### Materials provided
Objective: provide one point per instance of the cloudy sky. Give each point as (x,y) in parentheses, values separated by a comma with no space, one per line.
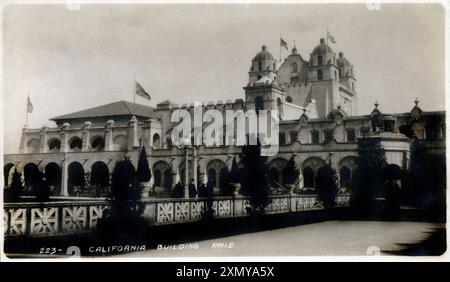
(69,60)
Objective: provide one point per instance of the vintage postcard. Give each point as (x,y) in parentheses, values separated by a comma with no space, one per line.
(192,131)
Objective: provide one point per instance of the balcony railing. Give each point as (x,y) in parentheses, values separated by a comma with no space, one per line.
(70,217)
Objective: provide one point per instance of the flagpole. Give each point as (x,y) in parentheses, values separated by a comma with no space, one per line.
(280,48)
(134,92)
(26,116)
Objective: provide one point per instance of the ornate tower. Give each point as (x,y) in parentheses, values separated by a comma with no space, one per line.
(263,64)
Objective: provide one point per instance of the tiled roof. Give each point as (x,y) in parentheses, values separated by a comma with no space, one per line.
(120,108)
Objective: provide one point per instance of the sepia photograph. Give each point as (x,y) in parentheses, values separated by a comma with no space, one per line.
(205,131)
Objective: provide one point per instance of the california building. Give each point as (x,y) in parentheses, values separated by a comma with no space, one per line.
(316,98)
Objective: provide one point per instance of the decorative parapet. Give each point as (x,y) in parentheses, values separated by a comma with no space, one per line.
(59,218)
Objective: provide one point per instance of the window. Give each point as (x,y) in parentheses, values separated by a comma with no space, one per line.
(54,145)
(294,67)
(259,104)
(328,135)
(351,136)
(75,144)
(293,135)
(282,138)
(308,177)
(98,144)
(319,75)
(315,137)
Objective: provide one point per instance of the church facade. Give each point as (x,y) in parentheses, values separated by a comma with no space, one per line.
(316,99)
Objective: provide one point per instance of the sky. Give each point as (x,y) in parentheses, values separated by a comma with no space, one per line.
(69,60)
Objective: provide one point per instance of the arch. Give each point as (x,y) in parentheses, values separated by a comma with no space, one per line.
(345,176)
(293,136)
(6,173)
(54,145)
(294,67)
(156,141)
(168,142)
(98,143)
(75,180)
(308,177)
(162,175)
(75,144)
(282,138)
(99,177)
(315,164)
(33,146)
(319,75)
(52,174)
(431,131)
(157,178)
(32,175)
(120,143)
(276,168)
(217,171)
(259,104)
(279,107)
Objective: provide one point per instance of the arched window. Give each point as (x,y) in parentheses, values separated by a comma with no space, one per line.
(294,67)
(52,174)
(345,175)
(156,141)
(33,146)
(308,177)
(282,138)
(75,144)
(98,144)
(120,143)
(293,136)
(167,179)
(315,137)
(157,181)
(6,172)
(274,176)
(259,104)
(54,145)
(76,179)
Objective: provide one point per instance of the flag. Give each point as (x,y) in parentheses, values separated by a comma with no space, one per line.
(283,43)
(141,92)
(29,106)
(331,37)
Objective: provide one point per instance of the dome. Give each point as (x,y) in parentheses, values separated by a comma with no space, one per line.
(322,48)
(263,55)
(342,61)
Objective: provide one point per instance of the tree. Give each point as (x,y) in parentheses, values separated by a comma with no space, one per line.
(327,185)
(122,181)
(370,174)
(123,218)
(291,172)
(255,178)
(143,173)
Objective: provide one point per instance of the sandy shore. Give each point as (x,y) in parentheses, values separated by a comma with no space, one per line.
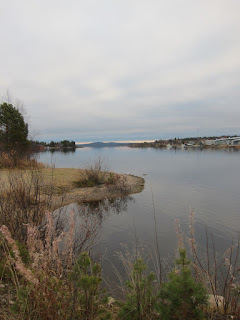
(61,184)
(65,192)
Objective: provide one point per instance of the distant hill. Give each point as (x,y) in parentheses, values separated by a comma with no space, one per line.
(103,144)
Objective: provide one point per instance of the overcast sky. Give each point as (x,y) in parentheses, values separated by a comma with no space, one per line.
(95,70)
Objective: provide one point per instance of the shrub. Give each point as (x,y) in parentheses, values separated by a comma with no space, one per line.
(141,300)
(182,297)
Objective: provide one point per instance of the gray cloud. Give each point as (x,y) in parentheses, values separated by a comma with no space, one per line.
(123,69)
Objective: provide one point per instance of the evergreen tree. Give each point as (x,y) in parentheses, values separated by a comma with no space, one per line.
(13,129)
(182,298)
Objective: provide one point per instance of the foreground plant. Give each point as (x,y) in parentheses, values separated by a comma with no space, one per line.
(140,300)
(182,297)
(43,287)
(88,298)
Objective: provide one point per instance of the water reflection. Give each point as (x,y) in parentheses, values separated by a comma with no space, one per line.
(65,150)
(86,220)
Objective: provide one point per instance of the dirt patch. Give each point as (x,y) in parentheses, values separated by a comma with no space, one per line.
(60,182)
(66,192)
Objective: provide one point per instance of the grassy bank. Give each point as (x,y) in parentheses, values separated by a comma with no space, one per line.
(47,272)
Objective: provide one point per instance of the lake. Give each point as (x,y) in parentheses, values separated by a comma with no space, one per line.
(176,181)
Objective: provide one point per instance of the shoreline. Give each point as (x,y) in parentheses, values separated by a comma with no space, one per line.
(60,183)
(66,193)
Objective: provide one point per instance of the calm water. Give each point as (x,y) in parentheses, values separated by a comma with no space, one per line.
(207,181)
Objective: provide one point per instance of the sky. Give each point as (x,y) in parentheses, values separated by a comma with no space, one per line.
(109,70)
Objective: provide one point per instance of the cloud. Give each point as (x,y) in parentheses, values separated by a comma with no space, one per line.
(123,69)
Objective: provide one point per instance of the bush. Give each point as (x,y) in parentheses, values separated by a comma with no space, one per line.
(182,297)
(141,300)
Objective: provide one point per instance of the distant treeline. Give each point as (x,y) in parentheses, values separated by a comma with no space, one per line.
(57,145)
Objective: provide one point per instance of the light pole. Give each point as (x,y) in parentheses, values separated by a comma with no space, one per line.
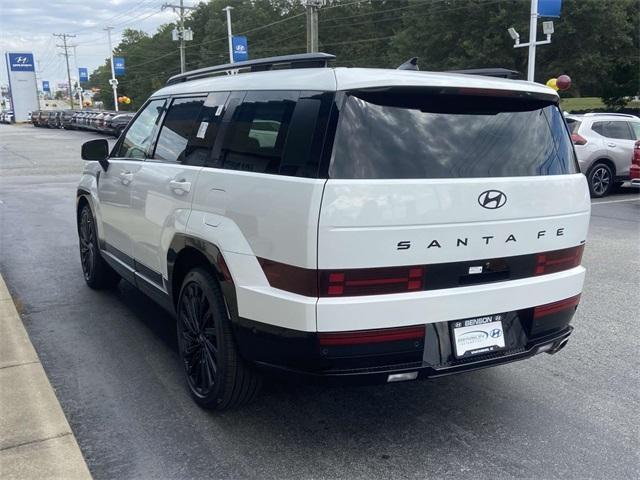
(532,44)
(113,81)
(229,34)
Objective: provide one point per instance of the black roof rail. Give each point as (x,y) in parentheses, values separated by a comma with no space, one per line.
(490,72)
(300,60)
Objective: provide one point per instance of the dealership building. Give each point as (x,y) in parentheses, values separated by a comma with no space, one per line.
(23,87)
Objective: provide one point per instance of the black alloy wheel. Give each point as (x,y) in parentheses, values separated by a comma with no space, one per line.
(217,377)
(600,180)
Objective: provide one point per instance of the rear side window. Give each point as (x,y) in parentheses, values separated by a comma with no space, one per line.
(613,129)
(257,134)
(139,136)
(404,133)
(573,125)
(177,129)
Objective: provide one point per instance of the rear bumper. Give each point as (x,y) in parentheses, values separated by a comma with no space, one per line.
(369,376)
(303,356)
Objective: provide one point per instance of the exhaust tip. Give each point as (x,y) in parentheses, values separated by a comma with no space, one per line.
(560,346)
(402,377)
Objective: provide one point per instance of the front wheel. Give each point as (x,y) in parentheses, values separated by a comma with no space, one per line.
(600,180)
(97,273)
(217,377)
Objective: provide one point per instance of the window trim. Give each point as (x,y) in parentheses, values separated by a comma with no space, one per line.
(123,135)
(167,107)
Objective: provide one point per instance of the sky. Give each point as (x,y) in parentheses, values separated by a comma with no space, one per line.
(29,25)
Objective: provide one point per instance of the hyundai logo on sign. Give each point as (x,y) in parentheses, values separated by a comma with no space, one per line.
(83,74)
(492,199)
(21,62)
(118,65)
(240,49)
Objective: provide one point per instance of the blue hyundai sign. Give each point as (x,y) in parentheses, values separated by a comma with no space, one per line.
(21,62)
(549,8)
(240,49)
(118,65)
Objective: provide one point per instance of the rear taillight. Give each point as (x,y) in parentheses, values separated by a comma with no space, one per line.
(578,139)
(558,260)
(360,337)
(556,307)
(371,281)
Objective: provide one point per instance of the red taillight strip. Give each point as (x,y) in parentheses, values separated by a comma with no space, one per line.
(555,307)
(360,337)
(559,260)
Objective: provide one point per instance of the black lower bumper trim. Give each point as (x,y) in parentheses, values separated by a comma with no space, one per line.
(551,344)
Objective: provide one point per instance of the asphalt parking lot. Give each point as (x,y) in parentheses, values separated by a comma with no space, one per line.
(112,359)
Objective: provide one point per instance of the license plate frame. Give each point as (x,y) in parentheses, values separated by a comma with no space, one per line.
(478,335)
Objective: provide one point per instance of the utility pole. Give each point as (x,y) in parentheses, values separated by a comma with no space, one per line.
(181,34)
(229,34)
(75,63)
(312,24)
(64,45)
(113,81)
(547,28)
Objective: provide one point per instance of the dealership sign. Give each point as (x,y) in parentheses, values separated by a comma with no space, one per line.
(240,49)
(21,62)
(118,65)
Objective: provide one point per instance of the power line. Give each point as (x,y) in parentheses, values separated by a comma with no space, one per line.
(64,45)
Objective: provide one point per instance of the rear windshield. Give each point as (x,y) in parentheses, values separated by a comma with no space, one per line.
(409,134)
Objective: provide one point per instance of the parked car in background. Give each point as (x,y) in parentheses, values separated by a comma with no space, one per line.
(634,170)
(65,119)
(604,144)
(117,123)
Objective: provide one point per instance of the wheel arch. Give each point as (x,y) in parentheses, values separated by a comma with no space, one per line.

### Task to complete
Express the lines of the listing as a JSON list of strings, one string per line and no blank lines, from the line containing "Objective: provide one point per instance of the license" through the end of the listing, inclusive.

### Result
[
  "Objective: provide one point per instance of the license plate frame. Give each point as (x,y) in parentheses, values separated by a comma with no space, one per line.",
  "(478,335)",
  "Objective: provide one point per instance of the utility pole. Give each point as (x,y) in parentheses, values separated by a comma with no space, one per line.",
  "(181,34)",
  "(229,34)",
  "(75,63)",
  "(312,24)",
  "(64,45)",
  "(113,81)",
  "(547,28)",
  "Objective: provide one point per instance of the dealership sign. Give each point as (x,y) in parentheses, values separated by a comma with no space, one per line.",
  "(240,49)",
  "(21,62)",
  "(118,65)",
  "Objective: provide one point per instance of the power line. Give each point as (x,y) in parentheses, values separated by a comma with no space, one per line.",
  "(64,45)",
  "Objective: provide one point per instance of the rear windshield. Give each point as (x,y) in parentheses, values separated by a comma with no space, one per line.",
  "(409,134)",
  "Objective: provide one point per instance of the parked car in background. Give each point as (x,y) in parentheses, values separated by a comma with no space, one per line.",
  "(634,170)",
  "(65,119)",
  "(604,144)",
  "(117,123)",
  "Objective: provide one point per instance of the wheel arch. Give each point as (x,y) in parentheses, values separated by a comma with no space, one per line."
]